------ Text section ------

The first Academy included as members:

- Flora Devantine (b. 1942): Spanish teacher, Tahitian language poet
- Hubert Coppenrath (1930–2022): then parish priest of Papeete Cathedral
- John Doom (b. 1936): general secretary of the Evangelical Church of French Polynesia
- Yves Lemaitre (b. 1936): mathematician and linguist, director of ORSTOM in Papeete
- John Martin (1921–2012)
- Samuel Raapoto (1921–1976): president of the Evangelical Church of French Polynesia
- Nedo Salmon (1925–1994): territorial councilor
- Francis Sanford (1912–1996): Member of Parliament, resigned in 1978
- Maco Tevane (1937–2013): member of the Government Council

The membership of the first academy indicates that the Tahitian language was used by many members of the ruling categories (civil servants, politicians, men of the Church), including native metropolitans (Yves Lemaître, but also Paul Prévost, a linguist based in Papeete after training at INALCO).

The first sessions of the Academy took place at the headquarters of the Evangelical Church. The Academy first chose a Tahitian name: Fare Vana'a takes up that of an institution of ancient society, the place where old men passed on their traditional knowledge to young people. It then drafted articles of association, providing for an office (To'ohitu) of seven members elected for one year (director, chancellor, secretary, treasurer and 3 assessors).

===Evolution and activities of the Academy===
The Academy first devoted itself to the development of a Tahitian grammar, published in December 1986, then to a Tahitian-French dictionary, published in 1999. A French-Tahitian dictionary is not yet complete due to the requirement to create numerous Tahitian neologisms. A second volume of the French-Tahitian dictionary was published in June 2015.

The Academy has also produced more modest works: textbooks (one for primary school: Ta'u puta reo Tahiti, one for secondary school: Hei pua ri'i, collection of selected pieces) and a Lexicon of technical vocabulary (a list of neologisms for use by administrations).

------ Collected data ------

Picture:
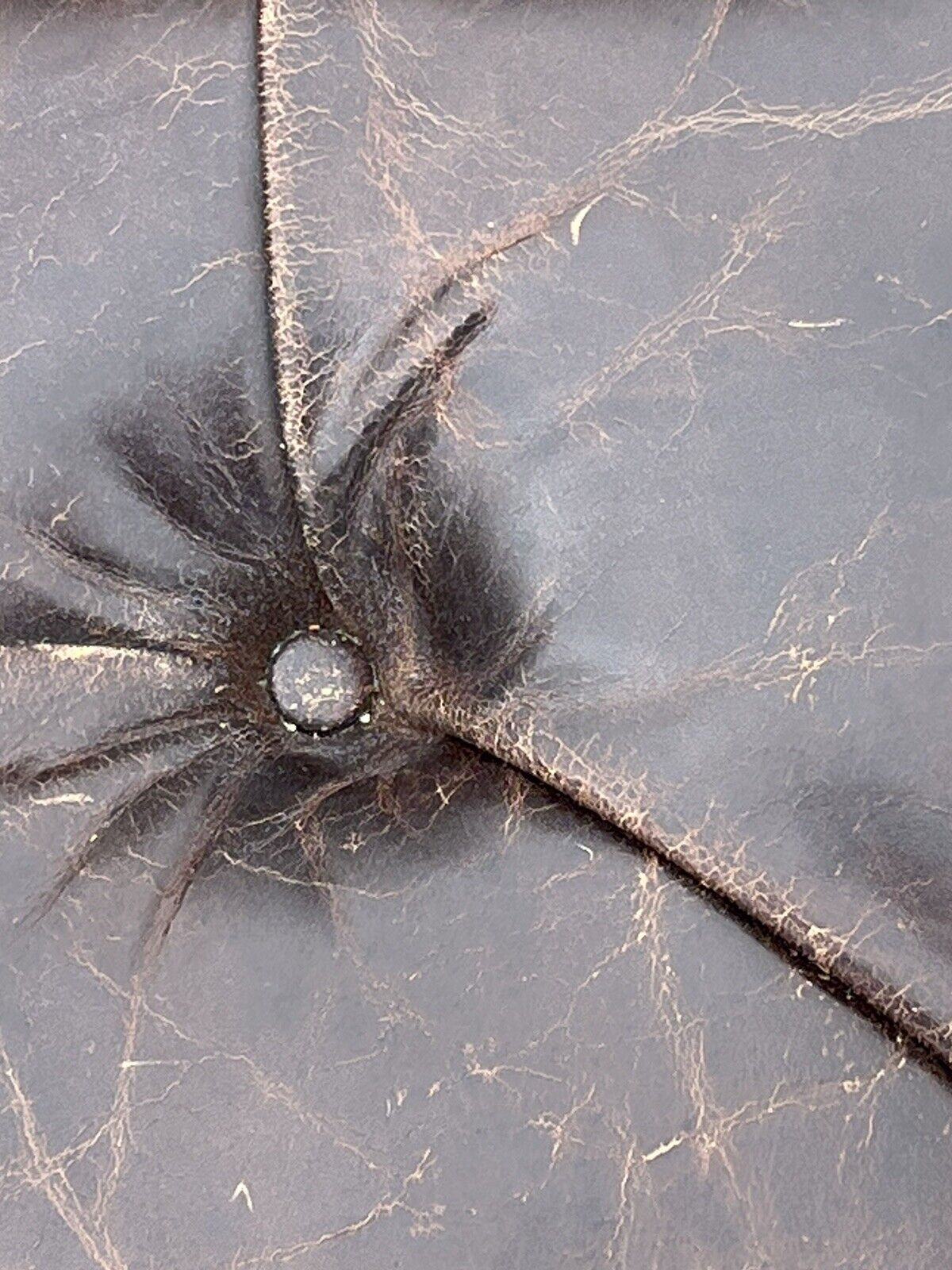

------

Exercise tasks:
(a) Translate this sentence from the passage on the Tahitian Academy into French: "The Academy first devoted itself to the development of a Tahitian grammar, published in December 1986, then to a Tahitian-French dictionary, published in 1999."
(b) Write the next part of the passage on the Tahitian Academy, picking up after its final sentence.

Solved tasks:
(a) L'Académie s'est d'abord consacrée à l'élaboration d'une grammaire tahitienne, publiée en décembre 1986, puis à celle d'un dictionnaire tahitien-français, publié en 1999.

(b)
In November 2002, after several months of intensive work in coordination with a committee of academicians composed of Bishop Hubert Coppenrath, Patua Coulin (known as “Mama Vaetua”), John Doom, John Martin, Raymond Pietri, Winston Pukoki and Maco Tevane, the digital Tahitian-French dictionary was produced by two passionate young Polynesians (Teiva Saranga and Kaimana Van Bastolaer) and implemented online in the form of a public website in order to disseminate the work of the Academy to as many people as possible. Particular attention was paid to the use of spelling respectful of the work of the institution, in particular at the level of the long vowels called "Tarava". The different pronunciations of words that look identical but have very different meanings was another major challenge. As of June 2012 over 785,000 searches have been performed in this online dictionary.

The Academy celebrated its 50th anniversary in 2022.

==Other language academies and associations in French Polynesia==
===Marquesas Islands===

The Marquesan Academy (Tuhuna Eo Enata) was established in 2000, with the aim of promoting and enriching the Marquesan language.

===Tuamotus===

The Pa'umotu–Karuru vanaga Academy was established in December 2008 to preserve and promote the Tuamotuan languages of the Tuamotu archipelago. It grew out of the Te Reo o te Tuamotu association and has 14 members to represent the seven linguistic areas of the Tuamotus.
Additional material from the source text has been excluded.